• **Extract provided**

The House with a Cellar #guestpost from Anne Goodwin @annecdotist @inspiredquill

Anne Goodwin

Today I’m joined my Anne Goodwin whose latest novel, Underneath, was published on 25th May and she has written about the cellar which is an important setting in the book. You’ll find lots of information about Anne below but first here’s a bit about the book.

Underneath

He never intended to be a jailer …

After years of travelling, responsible to no-one but himself, Steve has resolved to settle down. He gets a job, buys a house and persuades Liesel to move in with him.

Life’s perfect, until Liesel delivers her ultimatum: if he won’t agree to start a family, she’ll have to leave. He can’t bear to lose her, but how can he face the prospect of fatherhood when he has no idea what being a father means? If he could somehow make her stay, he wouldn’t have to choose … and it would be a shame not to make use of the cellar.

Will this be the solution to his problems, or the catalyst for his own unravelling?

• **Provided data**
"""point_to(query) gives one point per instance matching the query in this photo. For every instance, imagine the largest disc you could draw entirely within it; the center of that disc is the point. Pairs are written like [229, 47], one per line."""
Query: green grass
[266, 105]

• **Required tasks**
**A.** According to the guest post on the novel Underneath, on what date was the book published?
**B.** Write the next part of the guest post on the novel Underneath, picking up after its final sentence.

• **Answers by task**
**A.** 25th May

**B.**
Purchase links

Published internationally 25th May 2017 in e-book and paperback

Amazon UK https://www.amazon.co.uk/dp/B06X9VN6CD

Amazon USA https://www.amazon.com/dp/B06X9VN6CD/

Buy in paperback directly from the publisher

http://www.inspired-quill.com/product/underneath/

The house with a cellar and the dual meaning of Underneath

Having had an extremely positive experience of working with an editor to improve my first novel, Sugar and Snails, I was looking forward to seeing what Sara Slack would have to say about my second, Underneath. So I was somewhat nonplussed by early feedback that she couldn’t picture the cellar in which my narrator, Steve, keeps a woman captive for several months. How could I have failed to describe it clearly when I’d given it so much thought? How could I have muddled myself when I’d based it on a real cellar in a real house I’d visited many times?

When, after toying with constructing a cardboard model and some tinkering with the text, she remained unconvinced, I wondered if it would have been easier for Steve, like Rochester in Jane Eyre, to use an attic as a lock-up. But that wouldn’t do for a novel concerned not only with the practicalities of incarcerating a woman in an ordinary house but also with what lies at the bottom of the main character’s psyche. As Sanjida Kay, author of Bone by Bone and The Stolen Child has said, Underneath is a “dark and disturbing tale of a man who appears ordinary on the surface, but is deeply damaged”. An attic would be overly cerebral.

Eventually, we identified the source of the confusion. My Collins dictionary defines a cellar as “an underground room, or storey of a building, usually used for storage” but room does not mean the same as storey. As the novel’s opening should (now) make clear, the unfortunate woman is incarcerated in a room in the lower storey of the house. Sometimes knowing your setting well can lead to unwarranted assumptions. But it’s always preferable to befuddle your editor rather than your reader.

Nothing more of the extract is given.